**Work required**
In the 3D-printed tissue article, rewrite the passage starting at "3D-Printed Tissue Could" and ending at "repair sports-related injuries.", swapping "implants" for "grafts".

3D-Printed Tissue Could Fix Athletes' Damaged Joints From Sports-Related Injuries
INDUSTRY NEWS | 2 MIN READ
Scientists have developed 3D-printed tissue implants that could repair sports-related injuries.
The implants will encourage bone healing and cartilage repair.
Sport and engineering are connecting more than ever with technology enabling the industry to help solve problems associated with sport, health and exercise.
A group of scientists at Rice University, Texas and the University of Maryland have been successful at creating the first scaffolds that replicate the physical characteristics of osteochondral tissue, the hard bone beneath a compressible layer of cartilage.
With the new technology, sports-related injuries, often affecting ankles, knees and elbows could one day be fixed with 3D printed artificial issues. Along with a high susceptibility to arthritis, osteochondral injuries are often very painful with the risk of ending athletes’ careers in their tracks. The implants will encourage bone healing and cartilage repair.
Linking sport and engineering
Sport and engineering are connecting more than ever with technology enabling the industry to help solve problems associated with sport, health and exercise. It is a relatively new but rapidly expanding area which is attracting large interest and investment from professional sports clubs, equipment manufacturers as well as wearable technology developers.
The research has been led by bioengineer Antonios Mikos and graduate student Sean Bittner. Although the gradient nature of cartilage into bone has made it difficult to reproduce in the lab, they believe that they have fabricated a 3D printed material which is suitable for implantation.
The Biomaterials Lab at Rice printed a scaffold with custom mixtures of a polymer for the former and a ceramic for the latter with embedded pores that would allow the patient’s own cells and blood vessels to infiltrate the implant, eventually allowing it to become part of the natural bone and cartilage.

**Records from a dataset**
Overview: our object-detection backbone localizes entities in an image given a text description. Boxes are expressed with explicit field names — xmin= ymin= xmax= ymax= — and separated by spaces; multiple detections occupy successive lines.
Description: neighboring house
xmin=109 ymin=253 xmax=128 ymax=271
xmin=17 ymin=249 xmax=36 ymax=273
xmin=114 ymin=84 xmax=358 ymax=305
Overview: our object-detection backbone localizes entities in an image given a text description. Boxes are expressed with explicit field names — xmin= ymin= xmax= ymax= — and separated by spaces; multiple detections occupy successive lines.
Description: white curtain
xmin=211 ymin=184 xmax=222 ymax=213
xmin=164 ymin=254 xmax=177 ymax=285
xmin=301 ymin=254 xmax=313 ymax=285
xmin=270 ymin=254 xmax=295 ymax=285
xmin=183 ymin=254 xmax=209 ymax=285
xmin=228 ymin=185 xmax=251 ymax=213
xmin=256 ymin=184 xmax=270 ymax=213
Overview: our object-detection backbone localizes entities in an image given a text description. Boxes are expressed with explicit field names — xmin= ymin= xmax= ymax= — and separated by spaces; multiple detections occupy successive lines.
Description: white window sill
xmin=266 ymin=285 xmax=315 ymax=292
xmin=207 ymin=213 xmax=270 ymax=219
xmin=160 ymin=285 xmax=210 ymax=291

**Answer to the problem**
3D-Printed Tissue Could Fix Athletes' Damaged Joints From Sports-Related Injuries
INDUSTRY NEWS | 2 MIN READ
Scientists have developed 3D-printed tissue grafts that could repair sports-related injuries.